• Work instructions: Only the lines from the one containing "y=1015, one point per instance." through the last line of the data are to be written out, exactly and in full.

Image point grounding data
*** Block opens ***

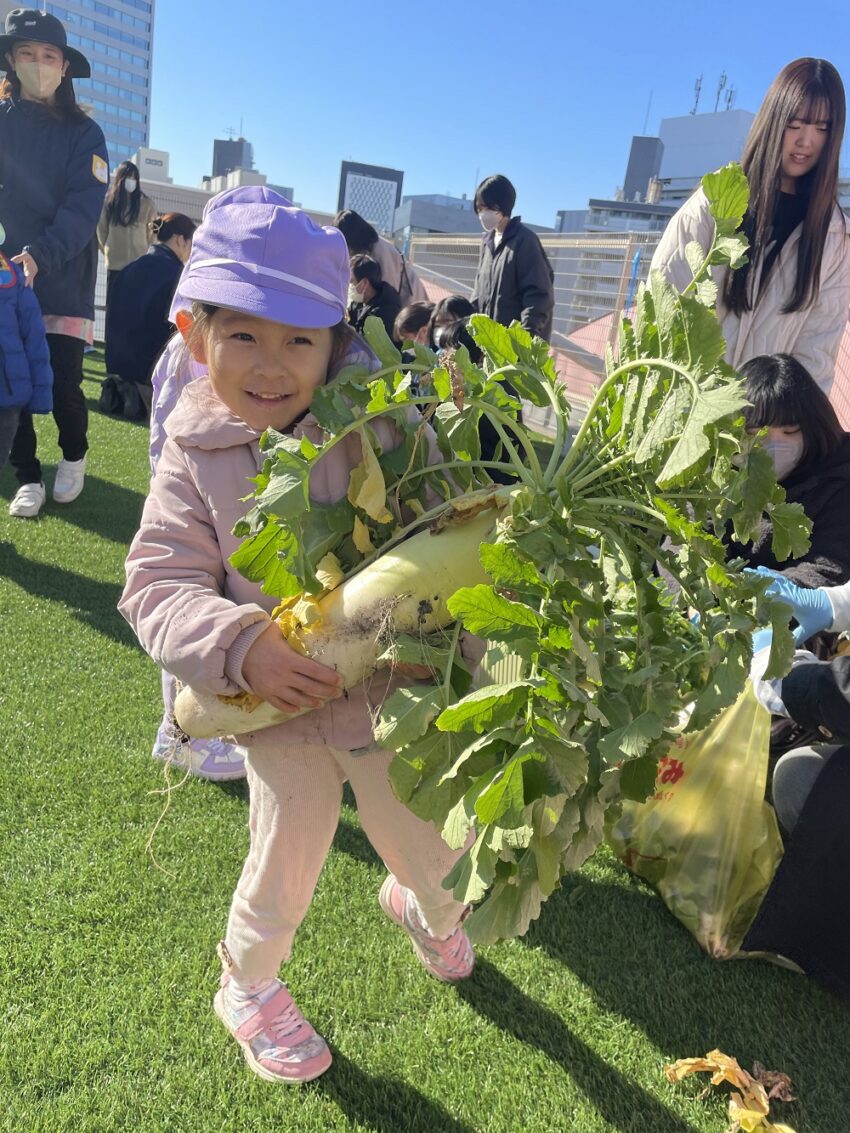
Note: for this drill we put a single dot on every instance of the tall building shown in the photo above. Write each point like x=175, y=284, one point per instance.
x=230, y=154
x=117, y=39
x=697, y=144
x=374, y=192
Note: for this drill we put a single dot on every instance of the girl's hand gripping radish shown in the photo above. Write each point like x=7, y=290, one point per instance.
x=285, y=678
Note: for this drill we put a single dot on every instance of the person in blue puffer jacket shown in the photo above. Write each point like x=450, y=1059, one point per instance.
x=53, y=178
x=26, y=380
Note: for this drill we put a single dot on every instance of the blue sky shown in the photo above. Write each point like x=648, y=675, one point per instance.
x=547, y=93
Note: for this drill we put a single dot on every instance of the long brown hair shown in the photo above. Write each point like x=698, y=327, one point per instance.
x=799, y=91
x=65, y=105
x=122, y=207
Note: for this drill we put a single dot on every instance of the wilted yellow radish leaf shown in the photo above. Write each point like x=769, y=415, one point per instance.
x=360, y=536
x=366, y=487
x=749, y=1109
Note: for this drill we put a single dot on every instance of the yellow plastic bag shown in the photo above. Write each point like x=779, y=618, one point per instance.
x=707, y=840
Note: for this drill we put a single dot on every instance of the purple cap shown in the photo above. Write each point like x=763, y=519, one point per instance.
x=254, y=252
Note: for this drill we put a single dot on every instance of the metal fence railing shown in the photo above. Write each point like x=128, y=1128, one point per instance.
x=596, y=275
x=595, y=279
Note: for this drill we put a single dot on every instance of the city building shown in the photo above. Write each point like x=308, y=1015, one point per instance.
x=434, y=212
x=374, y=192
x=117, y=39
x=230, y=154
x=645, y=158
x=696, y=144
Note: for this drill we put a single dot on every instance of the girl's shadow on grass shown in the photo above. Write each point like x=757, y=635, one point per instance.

*** Block closes ***

• Answer section:
Note: for this drill we put a single dot on every instance of the city building shown in the photo above. Write each point like x=308, y=1015, one point per instance.
x=434, y=212
x=374, y=192
x=117, y=39
x=230, y=154
x=645, y=158
x=696, y=144
Note: for this drill we put a single dot on every instance of the girl's shadow on grass shown in the photo above. Write each point like x=757, y=635, one point per instance.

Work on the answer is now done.